● SELECTED EXCERPT
%%

In Inman Grant’s mind, Australians generally accepted (very good of her to think so) that such “graphic material should not be broadcast on television, which begs an obvious question why it should be allowed to be distributed freely and accessible online 24/7 to anyone, including children.” As the country’s online safety regulator, she expected “reasonable companies to be taking action in relation to this type of content.”
Unfortunately for free speech advocates and information libertarians, the Commissioner’s paranoia does have an audience. Ever since its creation, the Australian Commonwealth has shown a parental obsession with censorship. And now, we have such sentiments as those of Michael Miller, Executive Corp Australasia Executive Chairman, lecturing the public about the need for big tech companies to pay “a social license” should they “want access to Australian consumers”.
Such an encumbering license would permit the Australian government “to make the platforms liable for all content that is amplified, curated, and controlled by their algorithms or recommender engines”. It would also grant the government powers to “ultimately block access to our country and our people if they refuse to play by our rules.”
When an entity such as News Corp gives advice on what should or should not be accessible to the broader citizenry of any country, the bells should be going off. The Big Tech behemoths have much to answer for – the destruction of privacy, the ruthless monetisation of user data, behavioural modification and hypnotic seduction. But governments of all hues always cling to the same logic: the public is a dangerous beast best fed morsels of information rather than the whole buffet. Ignorance breeds manageable docility.

%%

[Collection entries]

%%

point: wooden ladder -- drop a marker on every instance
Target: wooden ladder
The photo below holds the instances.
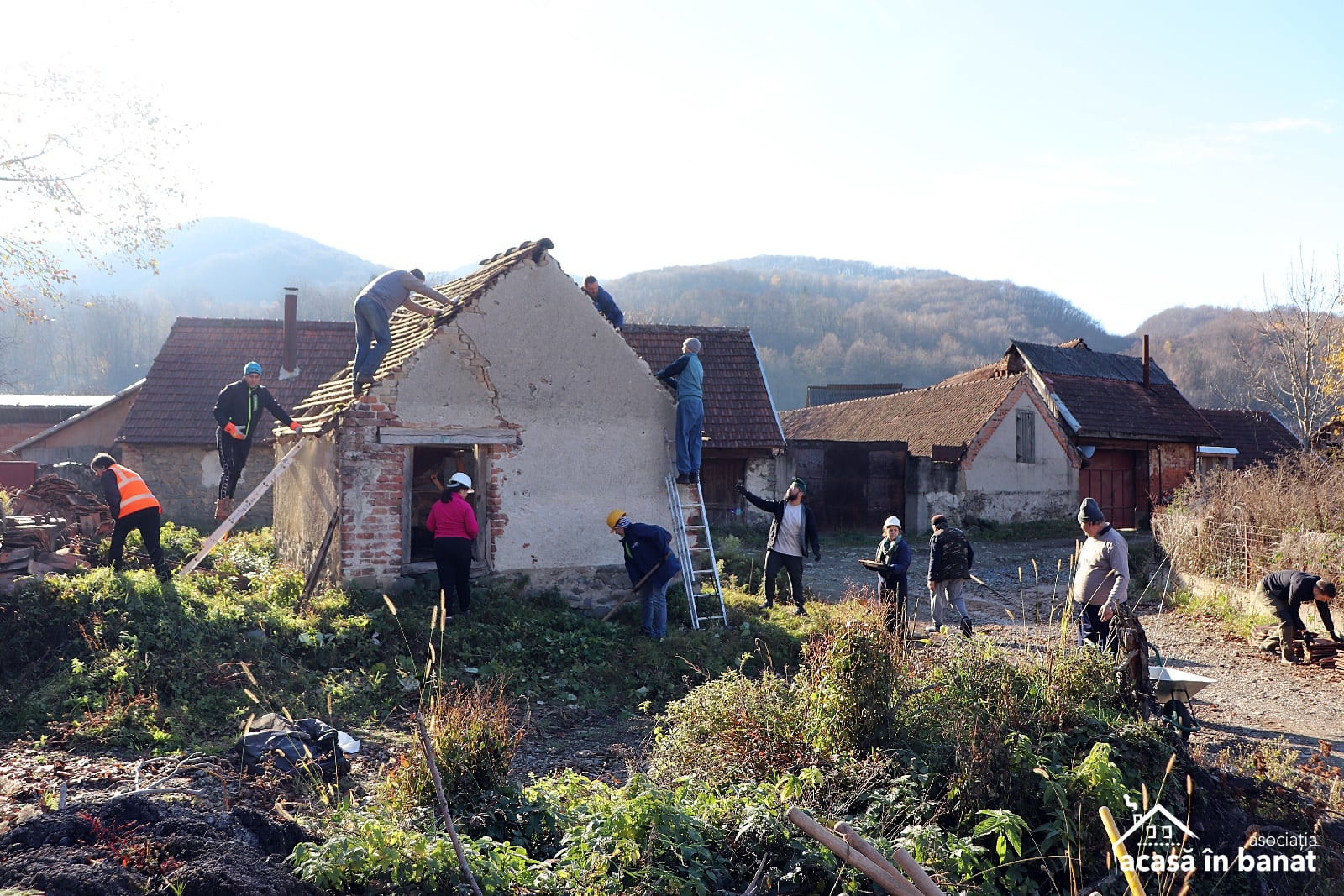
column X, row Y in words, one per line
column 246, row 504
column 696, row 551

%%

● EXERCISE INSTRUCTIONS
A) In the piece on online censorship in Australia, what job does Inman Grant hold?
B) Using the piece on online censorship in Australia, explain why Inman Grant thinks reasonable companies should act on graphic material.
C) Say whether each statement agrees with the piece on online censorship in Australia, and back each answer with the deciding words quoted from it. (i) Michael Miller wants big tech companies to pay a social license if they want access to Australian consumers. (ii) The Australian Commonwealth only recently began showing an interest in censorship. (iii) The proposed license would let the government block platforms that refuse to follow its rules.
You won't need the records for any of this.

● PER-TASK OUTPUTS
A) She is Australia's online safety regulator.

B) She believes Australians generally accept that such graphic material should not be broadcast on television. That raises the question of why it should be freely available online 24/7 to anyone, including children.

C)
(i) Yes: "the need for big tech companies to pay “a social license” should they “want access to Australian consumers”"
(ii) No: "Ever since its creation, the Australian Commonwealth has shown a parental obsession with censorship."
(iii) Yes: "ultimately block access to our country and our people if they refuse to play by our rules."